Items from a data source
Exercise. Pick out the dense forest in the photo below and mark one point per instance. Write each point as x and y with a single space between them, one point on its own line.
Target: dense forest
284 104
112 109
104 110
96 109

• **What you are asked to do**:
Every line of the data is to be printed again exactly.

• **Answer section**:
Exercise. Pick out the dense forest in the photo below and mark one point per instance. Write each point as x and y with a single space between them, one point on its own line.
Target: dense forest
284 104
112 109
104 110
96 109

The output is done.